*Document excerpt*.

Maya Angelou has passed away. Strangely enough, earlier that week, Angelou kept popping up in conversation. A friend had mentioned using one of her quotes in a project and I introduced some other friends to How to Make an American Quilt (1995). Now this could have very well been a coincidence but, all this to say, it seems her energy was already expanding into the cosmos.
Though our Tectonic Woman blog is about artists working for social change now, this is a special honorary one in memory of Maya Angelou because she was, without a doubt, all tectonic.
As with many inspirational icons from the present and the past, Angelou’s childhood and early adulthood were not easy. Speaking openly about her youth in her bestselling autobiography I Know Why the Caged Bird Sings, Angelou wrote how she became mute at eight years old after her mother’s boyfriend had sexually abused and raped her. She told her brother who then told the family. Her attacker was found kicked to death four days later. Thinking it was her fault and that her words had killed a man, she quit speaking for six years. This is when reading and writing became an important part of her life.
Yet, despite growing up in towns fraught with racial injustice and having to work low brow jobs in order to survive as a single new mother right out of high school, Angelou emerged as one of the most revered American artists worldwide.
After living and working as a journalist and professor in Africa in the early sixties, Angelou was asked by Malcolm X to join him and help create his new party called the Organization of African-American Unity. She later was also a co-creator of the Cultural Association for Women of African Heritage.
“It was the awakening summer of 1960 and the entire country was in labor. Something wonderful was about to be born, and we were all going to be good parents to the welcome child. Its name was Freedom.”
The Heart of a Woman
Unfortunately Malcolm X was assassinated shortly after she returned to the U.S. Martin Luther King Jr. then approached her to work with him and she accepted. He was assassinated not long afterwards on the date of her birthday. Angelou continued throughout her life rallying for African American rights and freedoms.
“Because without courage you can’t practice any other virtue consistently; if you’ve seen another truth and had enough courage to change your way of thinking, to say; ‘Hey everybody, you know what I said last week, I don’t believe that anymore, a little child just freaked me out.’”

*Supplied records*.

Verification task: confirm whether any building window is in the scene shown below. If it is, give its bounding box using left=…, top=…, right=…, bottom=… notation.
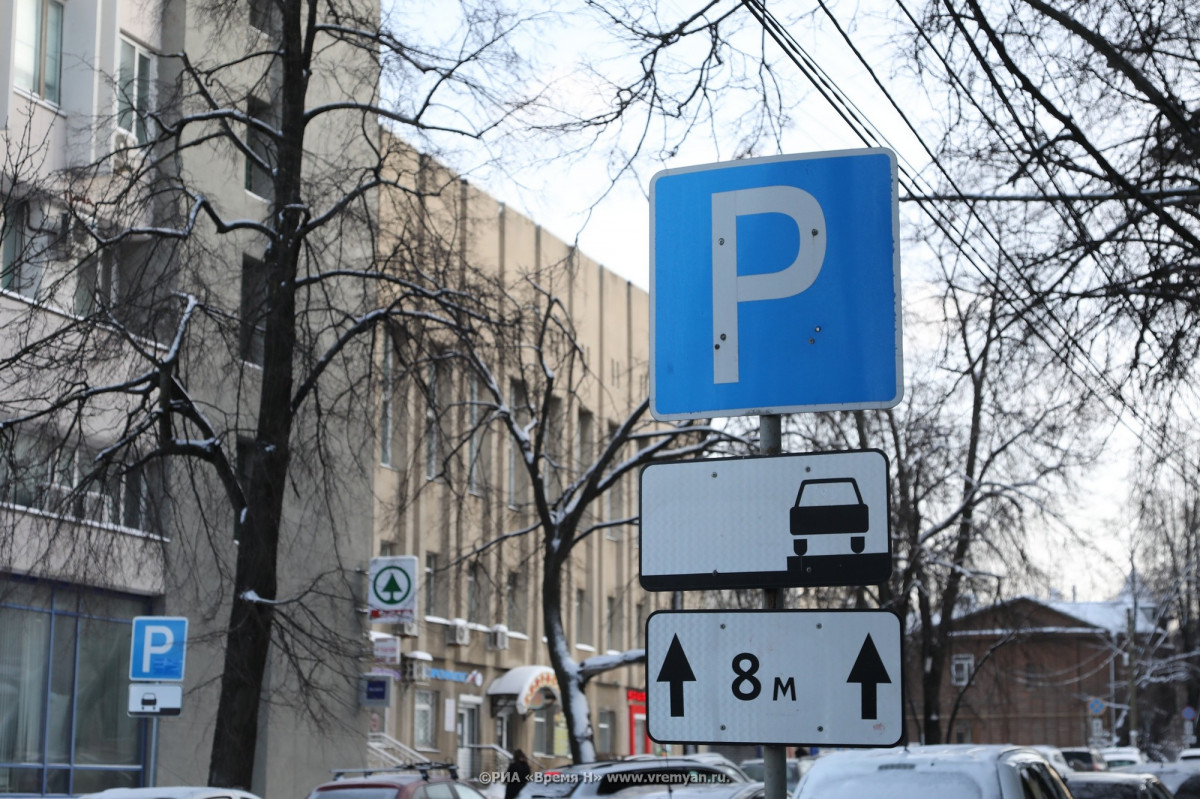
left=504, top=571, right=526, bottom=632
left=250, top=0, right=280, bottom=36
left=0, top=433, right=161, bottom=533
left=950, top=655, right=974, bottom=685
left=379, top=342, right=395, bottom=465
left=533, top=704, right=558, bottom=755
left=12, top=0, right=62, bottom=104
left=239, top=256, right=268, bottom=366
left=246, top=97, right=277, bottom=200
left=413, top=689, right=438, bottom=749
left=467, top=563, right=487, bottom=624
left=508, top=380, right=532, bottom=507
left=74, top=251, right=119, bottom=317
left=0, top=203, right=49, bottom=298
left=116, top=38, right=150, bottom=144
left=425, top=362, right=442, bottom=480
left=605, top=425, right=625, bottom=541
left=425, top=552, right=449, bottom=618
left=604, top=596, right=624, bottom=649
left=467, top=372, right=484, bottom=495
left=0, top=578, right=151, bottom=795
left=634, top=600, right=649, bottom=649
left=596, top=710, right=617, bottom=757
left=575, top=588, right=593, bottom=644
left=575, top=408, right=596, bottom=473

*Study questions*.
a) In the Maya Angelou tribute, copy the part that opens with the words "Though our Tectonic" and closes with "of her life.", replacing "autobiography" with "memoir".
b) Answer these questions from the Maya Angelou tribute:
(i) For how many years did Angelou stop speaking?
(ii) Who asked her to help create the Organization of African-American Unity?
(iii) On what date was Martin Luther King Jr. assassinated?
Rely on the text alone.

*Outputs by task*.
a)
Though our Tectonic Woman blog is about artists working for social change now, this is a special honorary one in memory of Maya Angelou because she was, without a doubt, all tectonic.
As with many inspirational icons from the present and the past, Angelou’s childhood and early adulthood were not easy. Speaking openly about her youth in her bestselling memoir I Know Why the Caged Bird Sings, Angelou wrote how she became mute at eight years old after her mother’s boyfriend had sexually abused and raped her. She told her brother who then told the family. Her attacker was found kicked to death four days later. Thinking it was her fault and that her words had killed a man, she quit speaking for six years. This is when reading and writing became an important part of her life.

b)
(i) Six years.
(ii) Malcolm X.
(iii) On the date of Angelou's birthday.